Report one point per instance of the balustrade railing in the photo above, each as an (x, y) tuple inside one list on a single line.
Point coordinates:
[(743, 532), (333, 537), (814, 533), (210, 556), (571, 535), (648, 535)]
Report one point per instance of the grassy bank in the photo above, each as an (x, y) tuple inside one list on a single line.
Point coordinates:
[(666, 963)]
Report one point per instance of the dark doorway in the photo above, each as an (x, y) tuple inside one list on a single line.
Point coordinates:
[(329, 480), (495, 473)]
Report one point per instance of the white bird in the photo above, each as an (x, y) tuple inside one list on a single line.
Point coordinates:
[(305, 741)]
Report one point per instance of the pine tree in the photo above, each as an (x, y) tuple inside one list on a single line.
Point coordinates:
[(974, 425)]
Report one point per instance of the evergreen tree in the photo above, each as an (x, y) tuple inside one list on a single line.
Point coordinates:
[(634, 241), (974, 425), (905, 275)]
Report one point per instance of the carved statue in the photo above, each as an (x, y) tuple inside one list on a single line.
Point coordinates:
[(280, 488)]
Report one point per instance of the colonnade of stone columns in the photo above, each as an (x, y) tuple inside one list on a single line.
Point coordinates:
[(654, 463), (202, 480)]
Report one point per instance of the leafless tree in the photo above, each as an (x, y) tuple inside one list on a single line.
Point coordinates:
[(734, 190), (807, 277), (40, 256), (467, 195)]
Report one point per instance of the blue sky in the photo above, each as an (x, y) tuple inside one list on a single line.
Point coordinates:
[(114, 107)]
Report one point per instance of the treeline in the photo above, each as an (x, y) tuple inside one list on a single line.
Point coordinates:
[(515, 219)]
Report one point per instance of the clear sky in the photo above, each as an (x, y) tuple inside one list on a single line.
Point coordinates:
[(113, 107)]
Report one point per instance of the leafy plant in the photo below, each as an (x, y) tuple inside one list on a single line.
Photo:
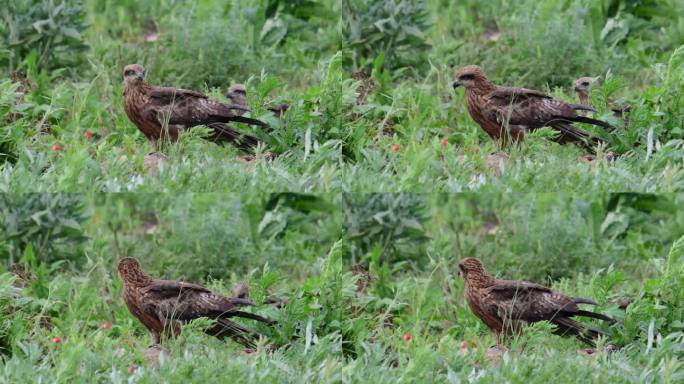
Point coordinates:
[(50, 223), (393, 222), (53, 29), (397, 28)]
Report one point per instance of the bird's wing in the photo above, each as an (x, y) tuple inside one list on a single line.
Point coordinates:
[(522, 300), (184, 301), (171, 288), (509, 94), (169, 94), (190, 111), (520, 106)]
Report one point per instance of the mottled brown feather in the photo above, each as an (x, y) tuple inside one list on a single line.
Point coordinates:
[(164, 305), (165, 112), (507, 113), (505, 306)]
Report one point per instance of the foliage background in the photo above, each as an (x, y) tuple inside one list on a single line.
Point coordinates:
[(371, 112)]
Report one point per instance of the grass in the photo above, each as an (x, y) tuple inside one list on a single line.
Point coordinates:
[(345, 335), (327, 143), (379, 164)]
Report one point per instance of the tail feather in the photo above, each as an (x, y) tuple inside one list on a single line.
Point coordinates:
[(241, 301)]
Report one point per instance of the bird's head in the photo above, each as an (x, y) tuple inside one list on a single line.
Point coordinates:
[(134, 74), (471, 270), (469, 76), (583, 84), (131, 271)]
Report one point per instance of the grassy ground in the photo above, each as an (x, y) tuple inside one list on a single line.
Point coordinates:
[(372, 146), (411, 133), (65, 320)]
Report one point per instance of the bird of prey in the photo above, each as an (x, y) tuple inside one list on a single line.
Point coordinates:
[(506, 112), (582, 87), (165, 112), (164, 305), (507, 305), (237, 94)]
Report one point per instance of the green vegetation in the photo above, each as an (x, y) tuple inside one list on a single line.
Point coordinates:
[(301, 247), (342, 125), (369, 153)]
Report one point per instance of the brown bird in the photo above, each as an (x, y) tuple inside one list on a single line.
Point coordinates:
[(164, 305), (505, 112), (582, 87), (165, 112), (506, 305), (237, 94)]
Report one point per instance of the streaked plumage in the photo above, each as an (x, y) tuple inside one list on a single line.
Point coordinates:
[(506, 112), (164, 305), (164, 112), (505, 306)]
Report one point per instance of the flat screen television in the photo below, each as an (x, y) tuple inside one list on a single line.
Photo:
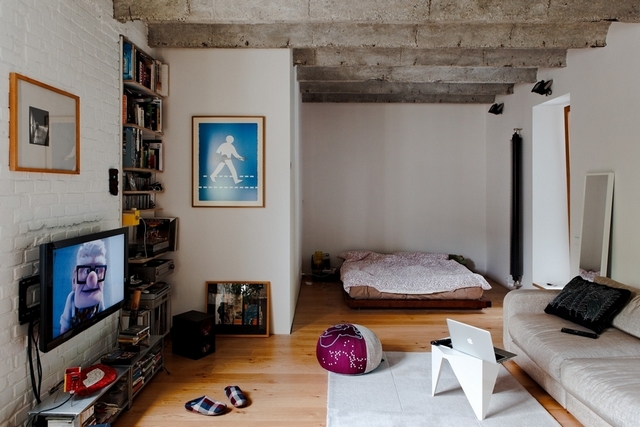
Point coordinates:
[(82, 281)]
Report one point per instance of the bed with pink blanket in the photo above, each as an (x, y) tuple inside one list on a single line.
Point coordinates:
[(410, 280)]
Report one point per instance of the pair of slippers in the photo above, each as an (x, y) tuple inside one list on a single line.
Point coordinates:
[(207, 406)]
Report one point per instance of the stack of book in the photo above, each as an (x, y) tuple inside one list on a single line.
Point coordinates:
[(134, 334)]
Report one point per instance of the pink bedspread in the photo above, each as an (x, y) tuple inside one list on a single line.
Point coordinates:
[(407, 272)]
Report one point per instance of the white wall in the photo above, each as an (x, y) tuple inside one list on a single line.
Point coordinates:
[(394, 177), (231, 244), (73, 46), (605, 99)]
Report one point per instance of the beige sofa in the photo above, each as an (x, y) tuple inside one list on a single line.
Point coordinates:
[(596, 380)]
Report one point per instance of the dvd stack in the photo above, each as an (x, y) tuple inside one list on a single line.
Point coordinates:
[(133, 335)]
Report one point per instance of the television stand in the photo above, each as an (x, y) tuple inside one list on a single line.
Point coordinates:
[(76, 411)]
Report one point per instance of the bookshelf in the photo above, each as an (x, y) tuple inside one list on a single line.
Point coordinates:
[(145, 84), (106, 404)]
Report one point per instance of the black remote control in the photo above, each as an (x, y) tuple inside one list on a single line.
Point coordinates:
[(445, 342), (581, 333)]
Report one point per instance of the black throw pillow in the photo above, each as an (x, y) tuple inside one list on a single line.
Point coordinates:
[(588, 304)]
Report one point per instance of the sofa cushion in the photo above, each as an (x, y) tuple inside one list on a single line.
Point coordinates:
[(540, 337), (588, 304), (628, 319), (608, 386)]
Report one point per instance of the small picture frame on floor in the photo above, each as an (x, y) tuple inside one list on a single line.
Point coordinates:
[(240, 308)]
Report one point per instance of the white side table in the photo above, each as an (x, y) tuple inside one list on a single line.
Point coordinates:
[(477, 377)]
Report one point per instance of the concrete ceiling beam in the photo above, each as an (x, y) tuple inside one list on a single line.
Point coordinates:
[(335, 57), (385, 87), (340, 34), (397, 98), (376, 10), (419, 74)]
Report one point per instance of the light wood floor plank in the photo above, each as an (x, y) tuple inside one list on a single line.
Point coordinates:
[(280, 374)]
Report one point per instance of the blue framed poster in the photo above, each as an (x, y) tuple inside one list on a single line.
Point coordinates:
[(228, 161)]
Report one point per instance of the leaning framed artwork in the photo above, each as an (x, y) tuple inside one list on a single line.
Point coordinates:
[(240, 308), (228, 161), (44, 127)]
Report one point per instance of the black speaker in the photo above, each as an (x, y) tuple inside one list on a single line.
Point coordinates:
[(193, 334)]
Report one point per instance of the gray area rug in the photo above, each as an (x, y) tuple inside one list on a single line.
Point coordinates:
[(398, 393)]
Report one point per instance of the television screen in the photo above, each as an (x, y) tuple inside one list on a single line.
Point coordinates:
[(83, 280)]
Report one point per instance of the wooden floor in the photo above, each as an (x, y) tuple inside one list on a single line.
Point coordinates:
[(280, 374)]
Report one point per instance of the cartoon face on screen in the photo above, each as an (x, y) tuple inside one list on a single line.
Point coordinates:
[(87, 280)]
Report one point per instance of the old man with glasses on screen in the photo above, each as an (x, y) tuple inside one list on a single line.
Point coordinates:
[(86, 299)]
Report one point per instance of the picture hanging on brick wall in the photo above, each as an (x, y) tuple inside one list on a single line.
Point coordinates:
[(44, 127), (228, 161)]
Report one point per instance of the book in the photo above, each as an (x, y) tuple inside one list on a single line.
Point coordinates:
[(118, 357), (128, 58)]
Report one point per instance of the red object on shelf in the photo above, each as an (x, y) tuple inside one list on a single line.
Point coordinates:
[(94, 378)]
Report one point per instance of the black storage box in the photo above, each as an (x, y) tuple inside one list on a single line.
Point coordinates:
[(193, 334)]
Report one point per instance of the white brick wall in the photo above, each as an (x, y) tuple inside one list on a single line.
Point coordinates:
[(71, 45)]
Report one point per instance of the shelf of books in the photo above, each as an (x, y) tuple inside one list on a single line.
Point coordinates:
[(145, 84)]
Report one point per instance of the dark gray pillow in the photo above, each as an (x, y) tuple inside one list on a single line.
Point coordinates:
[(588, 304)]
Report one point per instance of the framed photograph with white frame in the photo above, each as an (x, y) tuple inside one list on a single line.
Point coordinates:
[(228, 161), (240, 308), (44, 127)]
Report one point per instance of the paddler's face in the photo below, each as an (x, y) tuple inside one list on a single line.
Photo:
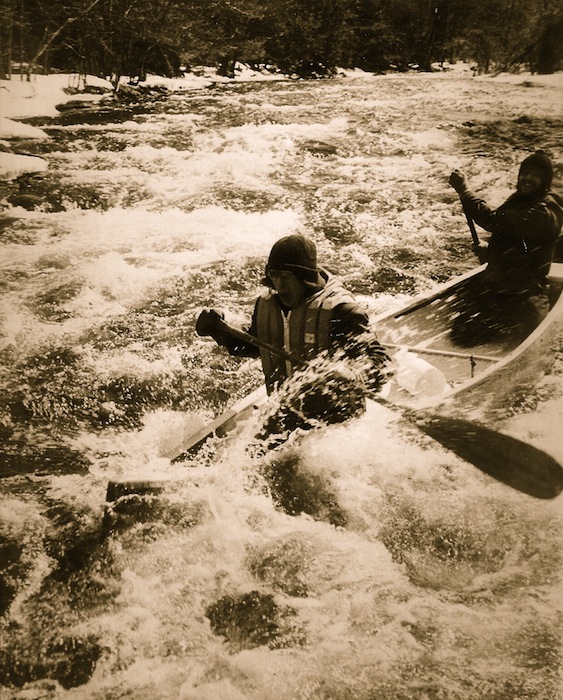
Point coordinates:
[(530, 180), (290, 289)]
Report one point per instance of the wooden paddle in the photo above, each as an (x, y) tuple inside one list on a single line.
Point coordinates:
[(470, 223), (513, 462)]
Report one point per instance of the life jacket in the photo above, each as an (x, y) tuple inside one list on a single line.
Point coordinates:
[(303, 331), (520, 265)]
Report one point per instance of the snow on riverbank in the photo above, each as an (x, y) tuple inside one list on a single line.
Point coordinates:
[(39, 98)]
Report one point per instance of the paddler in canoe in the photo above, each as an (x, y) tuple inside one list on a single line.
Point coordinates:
[(511, 296), (308, 317)]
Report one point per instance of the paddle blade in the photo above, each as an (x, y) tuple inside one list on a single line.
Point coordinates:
[(517, 464)]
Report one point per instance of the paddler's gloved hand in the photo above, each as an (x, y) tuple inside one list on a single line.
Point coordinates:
[(481, 250), (457, 181), (207, 324)]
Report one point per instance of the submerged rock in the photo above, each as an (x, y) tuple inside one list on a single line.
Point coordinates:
[(254, 619)]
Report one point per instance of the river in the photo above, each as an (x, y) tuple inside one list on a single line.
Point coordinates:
[(412, 576)]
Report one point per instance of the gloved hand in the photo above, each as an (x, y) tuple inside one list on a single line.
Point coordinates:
[(207, 322), (481, 250), (457, 181)]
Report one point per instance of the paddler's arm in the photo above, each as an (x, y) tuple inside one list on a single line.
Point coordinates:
[(207, 325), (476, 207), (350, 331), (541, 221)]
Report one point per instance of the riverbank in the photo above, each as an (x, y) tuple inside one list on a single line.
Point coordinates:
[(22, 100)]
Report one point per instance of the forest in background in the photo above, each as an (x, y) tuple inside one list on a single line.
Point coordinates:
[(114, 38)]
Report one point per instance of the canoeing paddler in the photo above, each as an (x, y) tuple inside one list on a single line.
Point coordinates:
[(511, 297), (318, 328)]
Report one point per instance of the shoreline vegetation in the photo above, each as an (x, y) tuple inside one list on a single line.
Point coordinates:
[(42, 97)]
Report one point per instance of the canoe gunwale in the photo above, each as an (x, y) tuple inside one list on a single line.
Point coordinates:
[(479, 384)]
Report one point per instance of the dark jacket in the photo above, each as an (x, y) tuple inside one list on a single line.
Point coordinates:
[(524, 235), (328, 319)]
==================================================
• Work order
Say how many lines of the listing above contain "framed", giving nothing but the number.

• Reply
3